Passage provided =>
+++

A small, wizened, 98-pound weakling type man came forward and said he’d like to take a try at the challenge. He took the crushed orange and proceeded to squeeze six more drops of juice from it. The strong man was amazed. He could hardly believe his eyes. He asked how he was possibly able to do this. The man shrugged and said, “Oh, I’m the treasurer at the Baptist church and we do this all the time.”
I confess I seldom preach a sermon exclusively on giving. This is the only passage I have attempted the last ten years at my church. By God’s grace, after the hundreds of dollars monthly deficit in my first years, the next nine years at my present church were barely okay, so I did not have to give an emergency sermon. This passage’s inclusion in the “Classics of Paul” series was a tossup, but my wife was convinced it belongs.
Why are believers resistant in returning a rightful portion of their money to God? What is a tithe? How should we give?
Give Charitably, not Conservatively, to the Lord
6 Remember this: Whoever sows sparingly will also reap sparingly, and whoever sows generously will also reap generously. (2 Cor 9:6)
Every spring I plant some seeds on the ground by the sprinkler to reap plentiful harvest. The wannabe farmer in me loves fruit from the ground. Negatively speaking, he does not want to waste the idle land on his sloping backyard. Not only is it free, it is organic. One year (2006) I transferred to the ground a budding “hairy gourd (mo-gua)” from its small pot a friend gave me. We were so excited when harvest came. After the summer ended and midway through the fall, the harvest stopped and the fruit disappeared. By that time my wife was so sick of eating her favorite gourd that we did not buy one from the supermarket for a whole year, and sparingly since.

+++

Given records =>
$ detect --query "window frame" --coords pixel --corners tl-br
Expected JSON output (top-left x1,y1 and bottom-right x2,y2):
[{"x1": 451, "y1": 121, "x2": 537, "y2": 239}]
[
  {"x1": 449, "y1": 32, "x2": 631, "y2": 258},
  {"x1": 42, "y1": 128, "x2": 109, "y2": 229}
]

+++

Task instructions => Reproduce the sermon passage on giving from above in full, word for word.

Task result =>
A small, wizened, 98-pound weakling type man came forward and said he’d like to take a try at the challenge. He took the crushed orange and proceeded to squeeze six more drops of juice from it. The strong man was amazed. He could hardly believe his eyes. He asked how he was possibly able to do this. The man shrugged and said, “Oh, I’m the treasurer at the Baptist church and we do this all the time.”
I confess I seldom preach a sermon exclusively on giving. This is the only passage I have attempted the last ten years at my church. By God’s grace, after the hundreds of dollars monthly deficit in my first years, the next nine years at my present church were barely okay, so I did not have to give an emergency sermon. This passage’s inclusion in the “Classics of Paul” series was a tossup, but my wife was convinced it belongs.
Why are believers resistant in returning a rightful portion of their money to God? What is a tithe? How should we give?
Give Charitably, not Conservatively, to the Lord
6 Remember this: Whoever sows sparingly will also reap sparingly, and whoever sows generously will also reap generously. (2 Cor 9:6)
Every spring I plant some seeds on the ground by the sprinkler to reap plentiful harvest. The wannabe farmer in me loves fruit from the ground. Negatively speaking, he does not want to waste the idle land on his sloping backyard. Not only is it free, it is organic. One year (2006) I transferred to the ground a budding “hairy gourd (mo-gua)” from its small pot a friend gave me. We were so excited when harvest came. After the summer ended and midway through the fall, the harvest stopped and the fruit disappeared. By that time my wife was so sick of eating her favorite gourd that we did not buy one from the supermarket for a whole year, and sparingly since.